((
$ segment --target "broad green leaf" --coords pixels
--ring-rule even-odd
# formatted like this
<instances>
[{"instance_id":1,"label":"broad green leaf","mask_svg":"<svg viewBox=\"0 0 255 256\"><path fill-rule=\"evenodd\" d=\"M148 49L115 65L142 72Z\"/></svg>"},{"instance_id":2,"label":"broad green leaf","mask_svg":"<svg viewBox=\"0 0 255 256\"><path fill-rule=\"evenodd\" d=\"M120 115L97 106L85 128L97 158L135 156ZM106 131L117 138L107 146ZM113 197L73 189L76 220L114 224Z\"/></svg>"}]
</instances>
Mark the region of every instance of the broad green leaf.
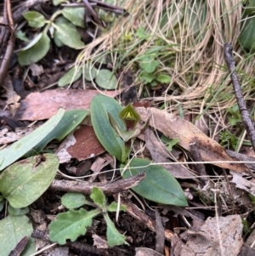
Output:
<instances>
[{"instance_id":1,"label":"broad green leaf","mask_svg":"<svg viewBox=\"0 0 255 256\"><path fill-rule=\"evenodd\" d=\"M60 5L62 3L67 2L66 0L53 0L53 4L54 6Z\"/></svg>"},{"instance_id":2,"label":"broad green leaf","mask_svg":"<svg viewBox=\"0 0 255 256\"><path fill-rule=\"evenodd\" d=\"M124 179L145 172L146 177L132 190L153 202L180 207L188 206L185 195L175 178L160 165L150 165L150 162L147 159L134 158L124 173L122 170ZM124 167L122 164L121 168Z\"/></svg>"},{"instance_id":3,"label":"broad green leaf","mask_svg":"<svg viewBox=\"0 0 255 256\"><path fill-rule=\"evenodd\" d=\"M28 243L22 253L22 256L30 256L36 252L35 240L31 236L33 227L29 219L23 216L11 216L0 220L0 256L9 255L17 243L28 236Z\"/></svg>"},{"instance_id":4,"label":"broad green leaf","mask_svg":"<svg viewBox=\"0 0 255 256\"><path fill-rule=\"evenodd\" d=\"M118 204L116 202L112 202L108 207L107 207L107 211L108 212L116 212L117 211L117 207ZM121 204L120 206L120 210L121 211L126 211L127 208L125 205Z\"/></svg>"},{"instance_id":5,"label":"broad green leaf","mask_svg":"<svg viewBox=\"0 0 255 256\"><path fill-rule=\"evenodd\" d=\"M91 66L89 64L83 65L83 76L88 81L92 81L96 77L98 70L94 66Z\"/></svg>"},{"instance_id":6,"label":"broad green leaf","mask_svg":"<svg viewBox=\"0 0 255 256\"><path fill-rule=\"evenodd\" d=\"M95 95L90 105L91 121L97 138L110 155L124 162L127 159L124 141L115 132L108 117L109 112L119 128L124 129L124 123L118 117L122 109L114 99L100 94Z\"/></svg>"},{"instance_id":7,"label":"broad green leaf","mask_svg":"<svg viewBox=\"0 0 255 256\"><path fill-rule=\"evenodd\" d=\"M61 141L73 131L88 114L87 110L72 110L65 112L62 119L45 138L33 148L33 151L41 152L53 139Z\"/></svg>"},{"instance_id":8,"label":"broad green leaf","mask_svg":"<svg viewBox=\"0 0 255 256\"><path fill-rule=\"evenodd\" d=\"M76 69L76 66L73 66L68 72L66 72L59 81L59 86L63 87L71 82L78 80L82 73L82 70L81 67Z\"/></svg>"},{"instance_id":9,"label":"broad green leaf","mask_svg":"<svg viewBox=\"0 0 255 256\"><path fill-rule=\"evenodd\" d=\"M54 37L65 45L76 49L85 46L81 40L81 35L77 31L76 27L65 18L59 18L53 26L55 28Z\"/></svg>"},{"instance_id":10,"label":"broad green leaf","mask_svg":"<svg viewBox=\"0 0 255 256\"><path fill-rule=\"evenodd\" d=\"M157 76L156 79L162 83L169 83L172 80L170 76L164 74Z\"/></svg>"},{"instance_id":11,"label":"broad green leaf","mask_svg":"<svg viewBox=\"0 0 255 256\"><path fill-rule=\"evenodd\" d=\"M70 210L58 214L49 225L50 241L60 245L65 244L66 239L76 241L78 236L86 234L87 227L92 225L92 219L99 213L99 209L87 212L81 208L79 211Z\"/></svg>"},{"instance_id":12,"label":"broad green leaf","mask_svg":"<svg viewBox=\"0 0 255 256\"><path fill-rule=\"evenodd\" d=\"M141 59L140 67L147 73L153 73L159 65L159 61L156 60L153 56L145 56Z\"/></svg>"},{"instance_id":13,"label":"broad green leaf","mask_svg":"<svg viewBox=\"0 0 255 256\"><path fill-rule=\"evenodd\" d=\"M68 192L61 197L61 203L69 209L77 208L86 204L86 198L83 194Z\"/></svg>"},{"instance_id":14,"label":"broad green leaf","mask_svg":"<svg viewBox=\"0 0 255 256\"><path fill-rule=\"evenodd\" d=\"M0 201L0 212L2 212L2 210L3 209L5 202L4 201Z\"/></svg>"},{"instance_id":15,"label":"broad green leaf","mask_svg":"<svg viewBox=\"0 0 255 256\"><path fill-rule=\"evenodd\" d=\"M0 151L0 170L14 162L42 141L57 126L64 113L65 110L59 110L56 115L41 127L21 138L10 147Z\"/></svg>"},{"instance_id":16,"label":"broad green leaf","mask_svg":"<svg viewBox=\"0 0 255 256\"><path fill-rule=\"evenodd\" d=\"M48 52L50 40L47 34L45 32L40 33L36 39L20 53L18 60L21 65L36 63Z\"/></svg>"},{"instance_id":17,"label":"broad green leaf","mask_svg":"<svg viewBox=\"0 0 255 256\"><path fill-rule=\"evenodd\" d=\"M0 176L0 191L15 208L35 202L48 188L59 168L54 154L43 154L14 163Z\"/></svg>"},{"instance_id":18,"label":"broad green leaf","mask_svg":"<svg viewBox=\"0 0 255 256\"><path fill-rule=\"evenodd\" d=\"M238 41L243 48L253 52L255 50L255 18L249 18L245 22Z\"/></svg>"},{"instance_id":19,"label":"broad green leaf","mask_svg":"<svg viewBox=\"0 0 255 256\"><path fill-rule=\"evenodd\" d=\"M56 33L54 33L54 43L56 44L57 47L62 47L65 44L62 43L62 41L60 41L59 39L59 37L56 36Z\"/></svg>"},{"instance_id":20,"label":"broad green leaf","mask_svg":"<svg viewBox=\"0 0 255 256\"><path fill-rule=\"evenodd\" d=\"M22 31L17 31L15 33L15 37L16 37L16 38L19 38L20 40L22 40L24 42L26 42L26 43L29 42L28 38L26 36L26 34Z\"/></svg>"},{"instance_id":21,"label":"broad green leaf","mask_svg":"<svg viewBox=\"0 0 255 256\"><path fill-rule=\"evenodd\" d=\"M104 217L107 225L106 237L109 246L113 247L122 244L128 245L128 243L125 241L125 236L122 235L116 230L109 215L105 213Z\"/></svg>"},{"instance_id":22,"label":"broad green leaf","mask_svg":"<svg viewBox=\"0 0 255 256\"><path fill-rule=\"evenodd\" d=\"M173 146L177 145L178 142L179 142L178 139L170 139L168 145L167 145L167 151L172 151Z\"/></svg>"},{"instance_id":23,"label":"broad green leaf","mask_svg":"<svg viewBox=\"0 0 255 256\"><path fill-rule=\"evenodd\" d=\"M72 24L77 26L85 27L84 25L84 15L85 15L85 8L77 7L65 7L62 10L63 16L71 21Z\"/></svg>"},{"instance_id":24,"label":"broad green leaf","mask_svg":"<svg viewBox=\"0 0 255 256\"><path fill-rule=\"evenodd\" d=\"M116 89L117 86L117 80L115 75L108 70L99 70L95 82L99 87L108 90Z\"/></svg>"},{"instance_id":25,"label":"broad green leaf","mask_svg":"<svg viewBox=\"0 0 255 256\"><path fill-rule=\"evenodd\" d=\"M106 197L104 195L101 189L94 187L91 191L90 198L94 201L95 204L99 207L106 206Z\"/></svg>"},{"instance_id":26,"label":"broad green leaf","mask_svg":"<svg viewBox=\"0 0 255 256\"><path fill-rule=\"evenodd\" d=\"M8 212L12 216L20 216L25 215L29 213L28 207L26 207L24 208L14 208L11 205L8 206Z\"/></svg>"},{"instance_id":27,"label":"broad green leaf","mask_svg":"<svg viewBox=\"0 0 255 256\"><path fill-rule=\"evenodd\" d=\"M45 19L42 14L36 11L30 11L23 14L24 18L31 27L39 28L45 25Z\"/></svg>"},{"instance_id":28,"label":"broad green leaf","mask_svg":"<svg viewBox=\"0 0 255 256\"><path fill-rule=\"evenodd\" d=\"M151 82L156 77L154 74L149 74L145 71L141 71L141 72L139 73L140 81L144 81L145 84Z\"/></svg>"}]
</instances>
))
**WHAT IS BEING ASKED**:
Please turn the lines of the listing above, from its first line up to and including the line with "Mark the region", into a numbered list, leaving out any blank lines.

**SOLUTION FOR THIS PROBLEM**:
1. $ segment --target "broad green leaf" --coords pixels
2. --ring-rule even-odd
3. # formatted like this
4. <instances>
5. [{"instance_id":1,"label":"broad green leaf","mask_svg":"<svg viewBox=\"0 0 255 256\"><path fill-rule=\"evenodd\" d=\"M148 49L115 65L142 72Z\"/></svg>"},{"instance_id":2,"label":"broad green leaf","mask_svg":"<svg viewBox=\"0 0 255 256\"><path fill-rule=\"evenodd\" d=\"M120 115L97 106L85 128L97 158L135 156ZM106 131L117 138L107 146ZM113 197L73 189L76 220L114 224Z\"/></svg>"}]
6. </instances>
7. Mark the region of every instance of the broad green leaf.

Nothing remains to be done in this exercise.